> [Aim]: Copy out only the span from the line with "Task: indicate each instance of the rolling" to the end of the data, both ends kept, word for word.

> [Excerpted data]:
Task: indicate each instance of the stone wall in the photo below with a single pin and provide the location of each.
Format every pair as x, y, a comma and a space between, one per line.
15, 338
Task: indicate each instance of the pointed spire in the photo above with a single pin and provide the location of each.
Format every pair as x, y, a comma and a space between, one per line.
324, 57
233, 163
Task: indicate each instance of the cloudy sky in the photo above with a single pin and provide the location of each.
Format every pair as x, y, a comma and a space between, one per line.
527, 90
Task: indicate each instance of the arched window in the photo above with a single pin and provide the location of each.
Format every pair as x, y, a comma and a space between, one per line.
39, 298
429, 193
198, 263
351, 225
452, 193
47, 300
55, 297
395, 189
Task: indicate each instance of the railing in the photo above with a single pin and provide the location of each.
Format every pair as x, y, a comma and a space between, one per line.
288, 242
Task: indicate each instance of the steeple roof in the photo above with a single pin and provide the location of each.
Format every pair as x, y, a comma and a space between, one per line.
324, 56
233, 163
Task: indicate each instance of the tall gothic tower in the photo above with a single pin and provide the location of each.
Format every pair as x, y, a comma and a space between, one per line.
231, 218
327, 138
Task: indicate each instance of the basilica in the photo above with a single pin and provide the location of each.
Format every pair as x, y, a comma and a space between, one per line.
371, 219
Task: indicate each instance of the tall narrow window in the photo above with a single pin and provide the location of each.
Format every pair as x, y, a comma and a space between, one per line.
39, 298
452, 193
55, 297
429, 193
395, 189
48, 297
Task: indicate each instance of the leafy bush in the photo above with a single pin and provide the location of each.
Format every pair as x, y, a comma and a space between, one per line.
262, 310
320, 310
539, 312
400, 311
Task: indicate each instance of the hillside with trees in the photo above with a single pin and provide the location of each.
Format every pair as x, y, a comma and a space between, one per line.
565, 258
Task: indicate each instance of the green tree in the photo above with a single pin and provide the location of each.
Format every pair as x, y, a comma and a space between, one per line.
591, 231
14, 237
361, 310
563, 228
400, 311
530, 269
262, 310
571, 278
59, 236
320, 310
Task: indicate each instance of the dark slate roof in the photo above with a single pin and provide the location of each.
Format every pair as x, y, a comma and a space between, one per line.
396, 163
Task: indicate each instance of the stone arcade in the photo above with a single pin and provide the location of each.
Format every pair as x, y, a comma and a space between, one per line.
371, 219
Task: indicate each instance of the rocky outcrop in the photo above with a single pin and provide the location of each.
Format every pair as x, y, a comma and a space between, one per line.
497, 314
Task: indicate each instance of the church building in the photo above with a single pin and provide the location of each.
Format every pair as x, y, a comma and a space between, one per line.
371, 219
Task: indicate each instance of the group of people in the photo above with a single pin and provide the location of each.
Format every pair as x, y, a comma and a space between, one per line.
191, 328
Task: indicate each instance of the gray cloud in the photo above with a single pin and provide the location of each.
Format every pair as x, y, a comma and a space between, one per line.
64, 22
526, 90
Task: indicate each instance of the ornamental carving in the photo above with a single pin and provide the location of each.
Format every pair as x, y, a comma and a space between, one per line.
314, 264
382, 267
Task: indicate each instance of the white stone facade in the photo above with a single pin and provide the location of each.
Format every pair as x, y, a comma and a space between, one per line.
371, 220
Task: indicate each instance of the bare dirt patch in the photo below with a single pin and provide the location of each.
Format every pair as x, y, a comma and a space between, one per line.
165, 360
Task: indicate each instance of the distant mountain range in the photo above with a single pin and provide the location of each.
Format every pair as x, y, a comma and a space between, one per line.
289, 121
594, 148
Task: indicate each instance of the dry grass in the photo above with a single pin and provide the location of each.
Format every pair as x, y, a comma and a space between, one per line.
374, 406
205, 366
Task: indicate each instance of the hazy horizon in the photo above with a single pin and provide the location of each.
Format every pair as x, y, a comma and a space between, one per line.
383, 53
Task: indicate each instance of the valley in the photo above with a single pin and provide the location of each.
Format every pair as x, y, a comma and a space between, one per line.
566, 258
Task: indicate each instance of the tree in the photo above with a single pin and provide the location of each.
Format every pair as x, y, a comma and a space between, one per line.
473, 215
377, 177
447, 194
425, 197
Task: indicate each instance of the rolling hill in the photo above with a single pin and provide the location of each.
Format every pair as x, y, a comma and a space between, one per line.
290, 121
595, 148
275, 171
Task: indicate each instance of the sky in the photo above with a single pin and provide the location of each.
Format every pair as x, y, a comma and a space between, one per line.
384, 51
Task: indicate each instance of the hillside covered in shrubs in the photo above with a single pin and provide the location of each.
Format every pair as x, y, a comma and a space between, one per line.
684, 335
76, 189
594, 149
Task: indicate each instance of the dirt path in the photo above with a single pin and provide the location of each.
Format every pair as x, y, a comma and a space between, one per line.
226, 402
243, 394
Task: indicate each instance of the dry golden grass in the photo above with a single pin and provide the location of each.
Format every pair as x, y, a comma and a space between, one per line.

> [Expected output]:
Task: indicate each instance of the rolling hill in the photo above with a single pin and provide the location of each.
Format every pair as x, y, a comma and a space between, one per line.
290, 121
595, 148
275, 171
Task: indicate each instance of the sky in the photo above with a single pin and provide the location of each.
Format every pair as x, y, a comma and a space between, one per line.
384, 51
Task: indicate each instance of the hillside covered in shrubs in the photo above with a single pin and provide the location of each.
Format every pair as x, y, a comma and a space between, one per line.
684, 335
76, 189
594, 149
Task: indicate each instance of the dirt path in the photo above with a single pin and provide the location of each.
Format every pair as x, y, a comma and a space between, one per line.
226, 402
243, 394
Task: indicate each instance of the dry golden grass in the photo above with a single pin and provide the location of each.
Format every pair as x, y, a comma and a space between, one per line.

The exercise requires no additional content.